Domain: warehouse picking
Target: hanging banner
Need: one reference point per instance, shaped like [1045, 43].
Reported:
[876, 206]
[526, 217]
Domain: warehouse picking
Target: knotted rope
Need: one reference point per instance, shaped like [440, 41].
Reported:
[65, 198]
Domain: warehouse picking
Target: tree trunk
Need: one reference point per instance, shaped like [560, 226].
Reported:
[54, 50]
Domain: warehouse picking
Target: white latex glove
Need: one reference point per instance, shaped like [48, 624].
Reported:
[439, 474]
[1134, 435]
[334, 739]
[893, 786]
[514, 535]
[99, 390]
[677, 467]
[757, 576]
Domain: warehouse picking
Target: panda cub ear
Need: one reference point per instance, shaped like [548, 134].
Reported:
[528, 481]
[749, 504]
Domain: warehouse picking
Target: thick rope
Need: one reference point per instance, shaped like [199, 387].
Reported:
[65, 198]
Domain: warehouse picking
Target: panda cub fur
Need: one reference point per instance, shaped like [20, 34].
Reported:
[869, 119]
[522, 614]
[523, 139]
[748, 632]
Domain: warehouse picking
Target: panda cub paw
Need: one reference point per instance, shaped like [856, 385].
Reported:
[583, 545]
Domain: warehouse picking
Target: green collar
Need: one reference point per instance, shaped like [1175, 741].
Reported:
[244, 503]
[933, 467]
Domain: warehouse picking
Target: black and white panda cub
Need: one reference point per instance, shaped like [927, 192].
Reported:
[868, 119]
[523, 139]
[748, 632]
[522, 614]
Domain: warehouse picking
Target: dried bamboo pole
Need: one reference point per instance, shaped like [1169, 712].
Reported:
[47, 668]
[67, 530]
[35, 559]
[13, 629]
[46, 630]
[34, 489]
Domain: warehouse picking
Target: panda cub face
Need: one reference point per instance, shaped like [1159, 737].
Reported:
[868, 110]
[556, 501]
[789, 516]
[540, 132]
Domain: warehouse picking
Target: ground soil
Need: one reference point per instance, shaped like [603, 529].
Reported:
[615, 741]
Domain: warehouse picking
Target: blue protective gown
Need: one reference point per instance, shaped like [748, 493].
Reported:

■ WHAT THIS TASK INVOLVES
How many of the lines above contain the word "panda"? Give only the number.

■ OUTPUT FOR THIS EXERCISE
5